Challenge » Copy the lines of the listing, unchanged, from the line containing "the red flag" through the line containing "[[40, 51], [24, 60]]", inclusive.
··· Data for this task
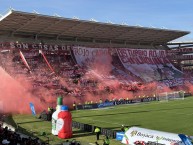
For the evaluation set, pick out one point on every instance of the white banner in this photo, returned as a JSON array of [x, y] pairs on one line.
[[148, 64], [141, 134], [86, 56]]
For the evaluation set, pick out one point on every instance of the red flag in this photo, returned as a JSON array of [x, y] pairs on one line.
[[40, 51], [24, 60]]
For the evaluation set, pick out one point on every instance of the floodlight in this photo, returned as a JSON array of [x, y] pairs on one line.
······
··· Data for this task
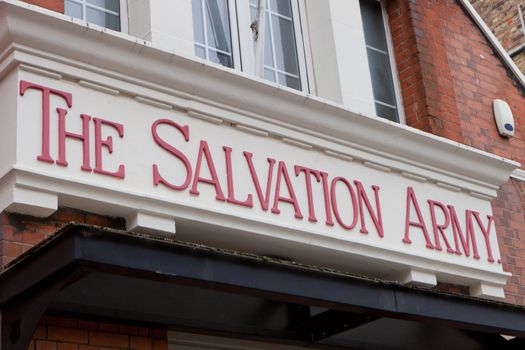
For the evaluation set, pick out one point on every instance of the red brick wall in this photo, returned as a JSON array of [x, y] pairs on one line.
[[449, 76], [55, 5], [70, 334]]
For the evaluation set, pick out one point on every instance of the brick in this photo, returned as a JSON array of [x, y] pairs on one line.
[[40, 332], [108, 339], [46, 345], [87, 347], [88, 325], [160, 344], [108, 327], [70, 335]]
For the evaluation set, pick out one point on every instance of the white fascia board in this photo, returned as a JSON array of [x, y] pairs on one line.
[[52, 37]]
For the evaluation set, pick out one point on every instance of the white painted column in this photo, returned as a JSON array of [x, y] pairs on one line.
······
Result of the exercise »
For the evaluation set, pick out one point on every instance of the red flag in this photo, returned as a JSON array of [x, y] pairs on one line.
[[40, 51], [24, 60]]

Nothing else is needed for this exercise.